→ **DATA EXTRACT**
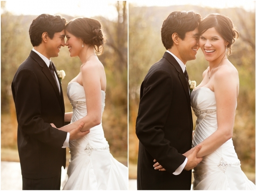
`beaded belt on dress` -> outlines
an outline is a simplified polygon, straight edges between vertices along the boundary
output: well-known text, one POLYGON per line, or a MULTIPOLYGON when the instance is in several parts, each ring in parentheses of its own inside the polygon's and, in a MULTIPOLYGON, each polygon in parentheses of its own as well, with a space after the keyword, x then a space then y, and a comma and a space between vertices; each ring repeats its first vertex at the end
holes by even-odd
POLYGON ((82 104, 85 103, 85 102, 82 102, 82 101, 76 101, 76 102, 72 102, 72 101, 70 101, 70 103, 73 106, 74 106, 74 105, 76 105, 82 104))
POLYGON ((195 108, 193 108, 192 109, 195 112, 195 116, 197 117, 200 115, 200 114, 211 114, 213 112, 215 112, 216 110, 216 109, 206 109, 206 110, 200 110, 198 109, 196 109, 195 108))
POLYGON ((109 150, 109 145, 107 144, 105 146, 103 147, 94 147, 91 145, 90 145, 89 143, 88 143, 87 144, 87 146, 84 149, 84 151, 85 151, 85 152, 87 153, 89 156, 91 156, 93 151, 98 151, 103 150, 109 150))

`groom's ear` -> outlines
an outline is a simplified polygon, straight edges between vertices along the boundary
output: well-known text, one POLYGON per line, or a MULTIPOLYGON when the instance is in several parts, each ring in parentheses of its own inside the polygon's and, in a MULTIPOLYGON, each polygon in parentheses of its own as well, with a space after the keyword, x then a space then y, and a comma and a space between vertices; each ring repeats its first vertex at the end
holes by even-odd
POLYGON ((176 45, 179 45, 179 41, 180 40, 180 38, 179 37, 179 35, 176 32, 174 32, 172 35, 172 40, 173 43, 176 45))
POLYGON ((44 32, 42 34, 42 39, 44 42, 47 43, 48 38, 49 36, 47 32, 44 32))

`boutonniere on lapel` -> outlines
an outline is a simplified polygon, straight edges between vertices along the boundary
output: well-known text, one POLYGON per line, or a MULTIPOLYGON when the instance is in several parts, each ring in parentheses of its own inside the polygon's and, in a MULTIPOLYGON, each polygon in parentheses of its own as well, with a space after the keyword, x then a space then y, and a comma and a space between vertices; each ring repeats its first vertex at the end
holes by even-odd
POLYGON ((57 70, 57 74, 58 74, 58 77, 59 77, 59 79, 61 81, 61 83, 62 84, 62 83, 61 82, 61 80, 62 80, 66 76, 65 71, 64 70, 57 70))
POLYGON ((193 90, 195 89, 195 88, 196 86, 196 82, 189 80, 189 91, 191 94, 193 90))

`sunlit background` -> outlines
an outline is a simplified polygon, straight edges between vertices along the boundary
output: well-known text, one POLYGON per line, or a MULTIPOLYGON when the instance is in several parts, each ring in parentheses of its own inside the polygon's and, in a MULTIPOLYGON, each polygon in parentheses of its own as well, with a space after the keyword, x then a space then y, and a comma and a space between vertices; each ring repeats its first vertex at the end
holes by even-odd
MULTIPOLYGON (((229 17, 240 37, 229 59, 239 74, 240 91, 232 139, 241 168, 255 183, 255 1, 129 1, 129 176, 137 176, 139 141, 135 133, 141 83, 150 66, 166 50, 161 40, 164 19, 173 11, 194 10, 203 18, 212 13, 229 17)), ((208 66, 201 50, 186 65, 197 84, 208 66)), ((194 113, 194 112, 192 112, 194 113)), ((194 126, 196 117, 193 113, 194 126)), ((136 185, 130 185, 130 190, 136 185)))
MULTIPOLYGON (((18 67, 27 57, 33 48, 28 34, 33 19, 40 14, 48 13, 60 15, 67 21, 74 17, 86 17, 101 22, 107 38, 104 51, 99 56, 104 66, 107 81, 102 125, 110 153, 116 159, 128 166, 127 11, 126 2, 122 1, 1 1, 2 162, 19 161, 17 124, 11 84, 18 67)), ((66 112, 71 111, 67 87, 68 82, 79 73, 81 63, 78 57, 69 57, 66 46, 61 48, 59 56, 52 58, 52 60, 57 69, 65 71, 66 76, 62 81, 65 109, 66 112)), ((69 149, 67 150, 68 165, 70 154, 69 149)), ((15 173, 13 173, 17 170, 10 171, 5 166, 1 166, 1 189, 19 190, 21 180, 17 180, 15 173), (7 180, 9 185, 3 187, 7 180)))

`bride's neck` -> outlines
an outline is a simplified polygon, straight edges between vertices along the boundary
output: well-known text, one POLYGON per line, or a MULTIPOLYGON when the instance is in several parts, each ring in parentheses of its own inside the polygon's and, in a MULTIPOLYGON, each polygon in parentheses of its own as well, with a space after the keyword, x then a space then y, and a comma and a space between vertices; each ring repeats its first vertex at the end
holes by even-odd
POLYGON ((96 55, 94 48, 93 46, 90 46, 84 47, 81 53, 78 55, 78 57, 80 58, 82 64, 83 64, 86 62, 89 57, 93 55, 96 55))

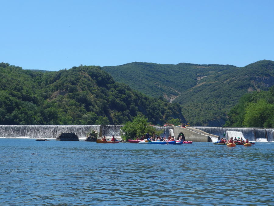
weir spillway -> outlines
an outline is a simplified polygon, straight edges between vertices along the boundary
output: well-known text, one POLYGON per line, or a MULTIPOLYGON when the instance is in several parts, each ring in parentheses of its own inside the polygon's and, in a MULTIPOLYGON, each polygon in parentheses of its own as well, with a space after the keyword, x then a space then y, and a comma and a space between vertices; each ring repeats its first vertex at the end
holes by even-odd
MULTIPOLYGON (((121 139, 121 128, 122 125, 0 125, 0 138, 16 138, 25 137, 33 138, 55 139, 60 134, 65 132, 73 132, 80 139, 85 139, 93 130, 97 131, 99 137, 105 136, 111 139, 113 135, 118 139, 121 139)), ((172 126, 154 126, 157 130, 163 131, 161 135, 167 137, 169 135, 174 135, 172 126)), ((179 128, 176 127, 176 128, 179 128)), ((274 141, 274 128, 243 128, 210 127, 186 127, 191 130, 191 128, 199 130, 209 133, 211 140, 215 141, 215 136, 224 137, 228 139, 232 137, 242 137, 255 141, 274 141), (210 135, 212 134, 213 135, 210 135)), ((183 130, 182 133, 184 133, 183 130)), ((196 130, 196 132, 199 133, 196 130)), ((177 132, 175 132, 177 138, 177 132)), ((202 133, 201 132, 201 134, 202 133)), ((189 139, 187 134, 185 137, 189 139)), ((195 140, 194 140, 195 141, 195 140)), ((199 141, 199 140, 196 140, 199 141)), ((208 141, 207 139, 205 141, 208 141)))

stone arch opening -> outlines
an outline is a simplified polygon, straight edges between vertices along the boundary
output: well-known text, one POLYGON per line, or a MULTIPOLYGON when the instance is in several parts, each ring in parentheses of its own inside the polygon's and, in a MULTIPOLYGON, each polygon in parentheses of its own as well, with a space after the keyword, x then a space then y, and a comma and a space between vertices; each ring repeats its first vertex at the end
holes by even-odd
POLYGON ((180 138, 180 136, 181 136, 181 135, 182 135, 183 136, 183 139, 184 141, 185 141, 185 138, 184 137, 184 133, 183 132, 180 132, 179 135, 178 136, 178 137, 177 137, 177 140, 178 140, 179 139, 179 138, 180 138))

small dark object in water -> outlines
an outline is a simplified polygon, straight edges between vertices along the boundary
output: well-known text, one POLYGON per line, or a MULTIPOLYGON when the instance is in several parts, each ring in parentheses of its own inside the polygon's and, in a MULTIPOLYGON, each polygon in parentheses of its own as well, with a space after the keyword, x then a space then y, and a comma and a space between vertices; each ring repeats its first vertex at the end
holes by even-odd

→ **DO THIS**
Transcribe the full listing character for character. Pictures are excluded.

→ **SOLUTION TO THE EXERCISE**
`beaded belt on dress` -> outlines
an outline is a simplified polygon, straight edges between vertices along the boundary
output: well-known text, one POLYGON per line, or a MULTIPOLYGON when the instance is in several parts, each ring in parentheses of its own inside the polygon's and, in a MULTIPOLYGON, each polygon in parentheses of its own as well, with a space after the keyword, x then a space then y, and a comma and a space between vertices; each ring repeats its first vertex at the end
holes by even-odd
POLYGON ((82 104, 85 103, 85 102, 82 102, 82 101, 76 101, 76 102, 72 102, 72 101, 70 101, 70 103, 73 106, 74 106, 74 105, 76 105, 82 104))
POLYGON ((195 108, 193 108, 192 109, 195 112, 195 116, 197 117, 200 115, 200 114, 211 114, 213 112, 215 112, 216 110, 216 109, 206 109, 206 110, 200 110, 198 109, 196 109, 195 108))
POLYGON ((109 150, 109 145, 107 144, 105 146, 103 147, 94 147, 91 145, 90 145, 89 143, 88 143, 87 144, 87 146, 84 149, 84 151, 85 151, 85 152, 87 153, 89 156, 91 156, 93 151, 98 151, 103 150, 109 150))

`groom's ear` -> outlines
an outline is a simplified polygon, straight edges between vertices along the boundary
output: well-known text, one POLYGON per line, or a MULTIPOLYGON when the instance is in several parts, each ring in parentheses of its own inside the polygon's and, in a MULTIPOLYGON, each polygon in parentheses of its own as well, with a space after the keyword, x then a space then y, and a comma and a space between vertices; each ring repeats its first vertex at the end
holes by even-odd
POLYGON ((176 45, 179 45, 179 41, 180 40, 180 38, 179 37, 179 35, 176 32, 174 32, 172 35, 172 40, 173 43, 176 45))
POLYGON ((44 32, 42 34, 42 39, 44 42, 47 43, 48 38, 49 36, 47 32, 44 32))

`boutonniere on lapel` -> outlines
an outline is a simplified polygon, straight edges between vertices along the boundary
output: well-known text, one POLYGON per line, or a MULTIPOLYGON when the instance is in several parts, each ring in parentheses of its own inside the polygon's and, in a MULTIPOLYGON, each polygon in parentheses of its own as well, with a space after the keyword, x then a space then y, and a comma and a space between vertices; each ring repeats its first vertex at the end
holes by even-odd
POLYGON ((57 70, 57 74, 58 74, 58 77, 59 77, 59 79, 61 81, 61 83, 62 84, 62 83, 61 82, 61 80, 62 80, 66 76, 65 71, 64 70, 57 70))
POLYGON ((193 90, 195 89, 195 88, 196 86, 196 82, 189 80, 189 91, 191 94, 193 90))

`sunlit background` -> outlines
an outline is a simplified polygon, straight edges between vertices along the boundary
output: well-known text, one POLYGON per line, or a MULTIPOLYGON when the instance is in several parts, each ring in parentheses of its own inside the polygon's and, in a MULTIPOLYGON, each polygon in parentheses of its own as well, with a space after the keyword, x then a space then y, and a comma and a space between vertices; each ring repeats its first vertex at the end
holes by even-odd
MULTIPOLYGON (((229 17, 240 37, 229 59, 239 74, 240 91, 232 139, 241 168, 255 183, 255 1, 129 1, 129 176, 137 176, 139 141, 135 133, 141 83, 150 66, 166 50, 161 40, 164 19, 173 11, 194 10, 203 18, 212 13, 229 17)), ((208 66, 201 50, 186 65, 197 84, 208 66)), ((194 113, 194 112, 192 112, 194 113)), ((194 126, 196 117, 193 113, 194 126)), ((136 185, 130 185, 130 190, 136 185)))
MULTIPOLYGON (((18 67, 27 57, 33 48, 28 34, 33 19, 40 14, 48 13, 60 15, 67 21, 74 17, 86 17, 101 22, 107 38, 104 51, 99 56, 104 66, 107 81, 102 125, 110 153, 116 159, 128 166, 127 11, 126 2, 122 1, 1 1, 2 162, 19 161, 17 124, 11 84, 18 67)), ((66 112, 71 111, 67 87, 68 82, 79 73, 81 63, 78 57, 69 57, 66 46, 61 48, 59 56, 52 58, 52 60, 57 69, 65 71, 66 76, 62 81, 65 109, 66 112)), ((69 149, 67 150, 68 165, 70 154, 69 149)), ((15 173, 13 173, 17 170, 10 171, 5 166, 1 166, 1 189, 19 190, 21 180, 17 180, 15 173), (7 180, 9 185, 3 187, 7 180)))

`bride's neck` -> outlines
an outline is a simplified polygon, straight edges between vertices along the boundary
output: well-known text, one POLYGON per line, or a MULTIPOLYGON when the instance is in several parts, each ring in parentheses of its own inside the polygon's and, in a MULTIPOLYGON, each polygon in parentheses of its own as well, with a space after the keyword, x then a space then y, and a comma and a space between vertices; each ring repeats its first vertex at the end
holes by even-odd
POLYGON ((96 55, 94 48, 93 46, 90 46, 84 47, 81 53, 78 55, 78 57, 80 58, 82 64, 83 64, 86 62, 89 57, 93 55, 96 55))

weir spillway -> outlines
an outline is a simplified polygon, straight edges between vertices along the boundary
output: well-known text, one POLYGON per line, or a MULTIPOLYGON when the instance is in several parts, each ring in parentheses of its own inside the polygon's and, in a MULTIPOLYGON, each polygon in parentheses of its own as well, with a space after the keyword, x then a space then y, and a comma and a space between vertices; each ring repeats its first vertex at the end
holes by even-odd
MULTIPOLYGON (((121 139, 121 128, 122 125, 0 125, 0 138, 16 138, 25 137, 33 138, 55 139, 60 134, 65 132, 73 132, 80 139, 85 139, 93 130, 97 131, 99 137, 105 136, 111 139, 113 135, 118 139, 121 139)), ((172 126, 154 126, 157 130, 163 131, 161 135, 167 137, 169 135, 174 135, 172 126)), ((179 128, 176 127, 176 128, 179 128)), ((274 141, 274 128, 243 128, 210 127, 186 127, 191 130, 191 128, 199 130, 209 133, 211 140, 215 141, 215 136, 224 137, 228 139, 232 137, 242 137, 255 141, 274 141), (210 135, 212 134, 213 135, 210 135)), ((183 130, 182 133, 184 133, 183 130)), ((196 130, 196 132, 199 133, 196 130)), ((177 132, 175 132, 177 138, 177 132)), ((202 133, 201 132, 201 134, 202 133)), ((189 139, 187 134, 185 137, 189 139)), ((195 140, 194 140, 195 141, 195 140)), ((199 141, 199 140, 196 140, 199 141)), ((208 141, 207 139, 205 141, 208 141)))

stone arch opening -> outlines
an outline is a simplified polygon, straight edges between vertices along the boundary
output: well-known text, one POLYGON per line, or a MULTIPOLYGON when the instance is in several parts, each ring in parentheses of its own inside the polygon's and, in a MULTIPOLYGON, each polygon in parentheses of its own as well, with a space after the keyword, x then a space then y, and a comma and a space between vertices; each ring repeats its first vertex at the end
holes by even-odd
POLYGON ((180 138, 180 136, 181 136, 181 135, 182 135, 183 136, 183 139, 184 141, 185 141, 185 138, 184 137, 184 133, 183 132, 180 132, 179 135, 178 136, 178 137, 177 137, 177 140, 178 140, 179 139, 179 138, 180 138))

small dark object in water -> outlines
an outline is a simplified polygon, straight edges between vertices along the boundary
output: well-known text, one POLYGON per line, or a MULTIPOLYGON when the instance is in several parts, each ring in parentheses of its own inside the polygon's and, in a MULTIPOLYGON, each polygon in parentheses of its own as well, with a space after the keyword, x then a space then y, and a comma and a space between vertices; each ring repeats its first vertex at the end
holes by even-odd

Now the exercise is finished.